» **TASK ITEM**
Report each line of the entries below that has the word "Target" in it.

» **INPUT DATA**
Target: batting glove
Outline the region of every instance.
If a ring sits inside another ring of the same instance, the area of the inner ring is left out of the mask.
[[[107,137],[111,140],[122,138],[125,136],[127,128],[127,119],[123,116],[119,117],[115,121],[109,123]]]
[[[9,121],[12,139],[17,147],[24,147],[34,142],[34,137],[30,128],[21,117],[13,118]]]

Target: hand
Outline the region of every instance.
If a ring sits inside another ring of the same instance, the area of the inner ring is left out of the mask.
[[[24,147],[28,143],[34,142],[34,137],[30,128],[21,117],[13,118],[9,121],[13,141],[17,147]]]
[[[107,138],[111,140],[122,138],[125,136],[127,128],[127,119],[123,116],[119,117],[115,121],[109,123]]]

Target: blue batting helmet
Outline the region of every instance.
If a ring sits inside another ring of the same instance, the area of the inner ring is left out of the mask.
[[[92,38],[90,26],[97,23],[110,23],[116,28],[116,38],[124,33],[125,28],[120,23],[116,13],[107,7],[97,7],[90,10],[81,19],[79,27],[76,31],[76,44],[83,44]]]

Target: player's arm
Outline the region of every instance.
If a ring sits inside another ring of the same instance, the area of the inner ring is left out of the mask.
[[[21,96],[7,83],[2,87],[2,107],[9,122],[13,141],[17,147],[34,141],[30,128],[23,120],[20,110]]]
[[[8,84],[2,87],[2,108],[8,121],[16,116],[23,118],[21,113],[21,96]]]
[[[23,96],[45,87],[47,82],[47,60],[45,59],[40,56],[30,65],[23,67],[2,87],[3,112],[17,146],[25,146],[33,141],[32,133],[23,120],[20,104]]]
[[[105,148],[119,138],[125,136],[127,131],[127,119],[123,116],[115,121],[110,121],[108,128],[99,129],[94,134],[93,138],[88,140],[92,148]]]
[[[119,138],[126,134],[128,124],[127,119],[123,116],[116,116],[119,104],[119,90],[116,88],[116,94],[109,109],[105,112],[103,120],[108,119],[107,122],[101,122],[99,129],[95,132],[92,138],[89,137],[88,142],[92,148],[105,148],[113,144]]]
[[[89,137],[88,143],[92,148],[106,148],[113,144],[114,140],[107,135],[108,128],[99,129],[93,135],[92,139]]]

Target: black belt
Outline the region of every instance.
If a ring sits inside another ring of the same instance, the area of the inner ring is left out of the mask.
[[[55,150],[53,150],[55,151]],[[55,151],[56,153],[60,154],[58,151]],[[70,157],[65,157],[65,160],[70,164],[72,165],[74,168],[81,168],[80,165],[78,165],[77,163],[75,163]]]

* * *

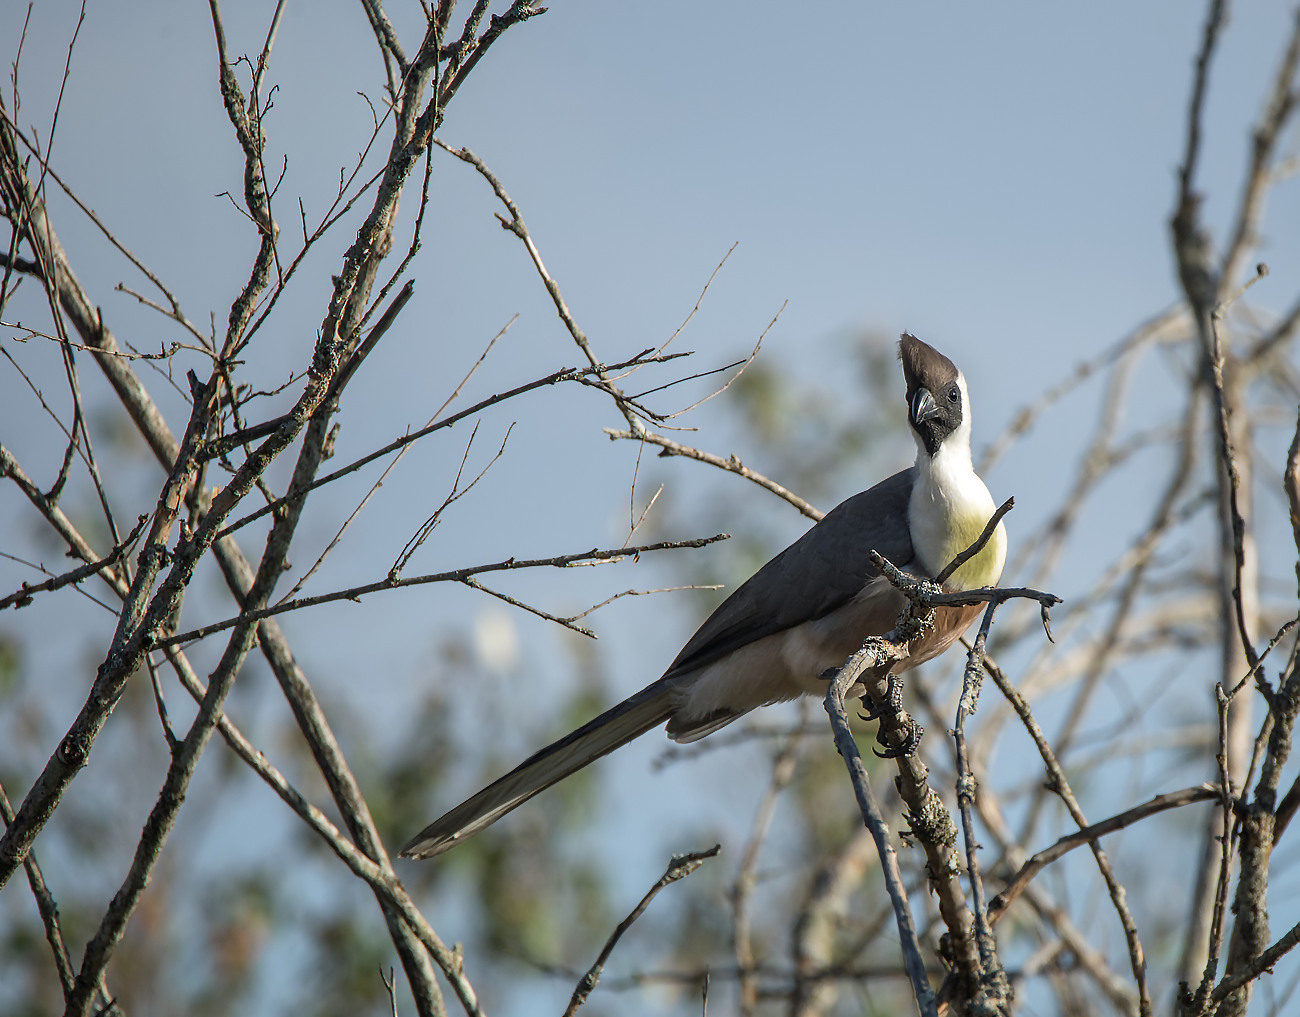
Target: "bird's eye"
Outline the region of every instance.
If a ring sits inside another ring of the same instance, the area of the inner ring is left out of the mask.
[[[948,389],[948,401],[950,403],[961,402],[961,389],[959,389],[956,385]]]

» **SOLUTION TO THE EXERCISE**
Target: batting glove
Target: hand
Target: blue batting helmet
Target: player's arm
Target: black belt
Target: "bird's eye"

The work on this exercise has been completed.